The bill improves tribal veterinary public‑health capacity, One Health coordination, and tribal representation in preparedness, but largely does so without guaranteed new funding and will require administrative capacity and time to translate studies and coordination into concrete, funded protections.
Tribal communities will gain expanded veterinary public‑health services and local control (including ISDEAA contracts/compacts), reducing zoonotic disease risk and antimicrobial resistance locally.
Federal outbreak response capacity for areas serving Native populations is strengthened by expanded deployable Commissioned Corps veterinary public‑health officers and improved interagency surveillance/vaccination coordination with CDC and USDA.
Formal recognition of One Health and adding the IHS Director to federal preparedness decision lists improves tribal representation and may enhance coordination of federal public‑health responses for facilities serving Native populations.
The bill creates expectations of enhanced services and support for Tribes without new or guaranteed funding, raising the risk of unmet promises and strained tribal–federal relations.
Expanding veterinary services, deploying vaccine delivery systems, and implementing recommendations could require significant federal (and possibly state/tribal) spending, increasing budgetary costs or shifting resources from other programs.
New reporting, coordination, and program delivery requirements add administrative burden for IHS, tribal health programs, and other agencies; limited Commissioned Corps capacity could also delay deployments, reducing near‑term effectiveness.
Based on analysis of 5 sections of legislative text.
Authorizes IHS to provide and fund veterinary public-health services in Tribal areas, requires an Arctic rabies vaccine feasibility study, and adds the IHS Director to a federal officials list.
Introduced February 18, 2025 by Lisa Murkowski · Last progress December 15, 2025
Authorizes the Indian Health Service (IHS) to provide and fund public health veterinary services in Tribal and IHS service areas to prevent and control zoonotic diseases and antimicrobial resistance, and allows deployment of Public Health Service veterinary officers. Requires a USDA/APHIS feasibility study on delivering oral rabies vaccines to wildlife in Arctic U.S. regions affecting Tribal members and adds the IHS Director to a list of federal officials in an existing public-health statute. The bill creates reporting and coordination requirements but does not appropriate new funds.

[Photo-based referring expression records]
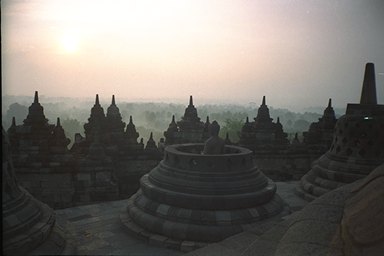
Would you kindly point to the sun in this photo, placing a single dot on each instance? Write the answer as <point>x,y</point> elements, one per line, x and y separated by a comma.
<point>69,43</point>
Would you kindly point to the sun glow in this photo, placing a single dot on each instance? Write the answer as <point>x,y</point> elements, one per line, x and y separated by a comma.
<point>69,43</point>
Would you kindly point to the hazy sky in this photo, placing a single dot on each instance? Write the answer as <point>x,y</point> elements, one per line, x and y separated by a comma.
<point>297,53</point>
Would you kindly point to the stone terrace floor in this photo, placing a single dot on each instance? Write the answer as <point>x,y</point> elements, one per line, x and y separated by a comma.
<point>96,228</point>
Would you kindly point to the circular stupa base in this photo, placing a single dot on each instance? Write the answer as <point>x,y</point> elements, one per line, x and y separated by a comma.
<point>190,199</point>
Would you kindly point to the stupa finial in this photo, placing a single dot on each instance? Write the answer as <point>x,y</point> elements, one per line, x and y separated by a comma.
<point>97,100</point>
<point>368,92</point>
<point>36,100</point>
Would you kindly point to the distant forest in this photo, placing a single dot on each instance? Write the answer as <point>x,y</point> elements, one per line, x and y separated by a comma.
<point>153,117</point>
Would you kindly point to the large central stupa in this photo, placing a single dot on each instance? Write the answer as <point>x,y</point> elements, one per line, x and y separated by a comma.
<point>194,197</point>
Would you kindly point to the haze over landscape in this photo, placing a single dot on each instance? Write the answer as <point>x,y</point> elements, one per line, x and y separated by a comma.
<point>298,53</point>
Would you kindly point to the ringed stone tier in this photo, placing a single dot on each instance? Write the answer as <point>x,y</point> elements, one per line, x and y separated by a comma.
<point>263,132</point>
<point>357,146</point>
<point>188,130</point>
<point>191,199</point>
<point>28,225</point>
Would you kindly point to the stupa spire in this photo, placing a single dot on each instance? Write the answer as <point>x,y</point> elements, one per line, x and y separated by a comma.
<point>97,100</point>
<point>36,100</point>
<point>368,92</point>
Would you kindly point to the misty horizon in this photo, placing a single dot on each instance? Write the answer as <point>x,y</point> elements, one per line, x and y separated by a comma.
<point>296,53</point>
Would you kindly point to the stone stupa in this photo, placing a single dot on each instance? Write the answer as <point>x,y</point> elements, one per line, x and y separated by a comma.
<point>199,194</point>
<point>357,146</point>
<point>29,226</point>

* _PROBLEMS TO WORK ON_
1. Write out the part of the bill summary that opens with the words containing "The bill improves" and closes with "CDC and USDA.".
2. According to the bill summary, which agency must carry out the feasibility study on delivering oral rabies vaccines to wildlife in Arctic U.S. regions?
3. Do these statements agree with the bill summary? Answer yes or no for each, quoting the deciding words.
(a) The bill appropriates new funds.
(b) The bill was introduced by Lisa Murkowski.
(c) The summary is based on analysis of seven sections of legislative text.

* _ANSWERS FOR THIS EXERCISE_
1.
The bill improves tribal veterinary public‑health capacity, One Health coordination, and tribal representation in preparedness, but largely does so without guaranteed new funding and will require administrative capacity and time to translate studies and coordination into concrete, funded protections.
Tribal communities will gain expanded veterinary public‑health services and local control (including ISDEAA contracts/compacts), reducing zoonotic disease risk and antimicrobial resistance locally.
Federal outbreak response capacity for areas serving Native populations is strengthened by expanded deployable Commissioned Corps veterinary public‑health officers and improved interagency surveillance/vaccination coordination with CDC and USDA.

2. USDA/APHIS

3.
(a) No: "does not appropriate new funds."
(b) Yes: "Introduced February 18, 2025 by Lisa Murkowski"
(c) No: "Based on analysis of 5 sections of legislative text."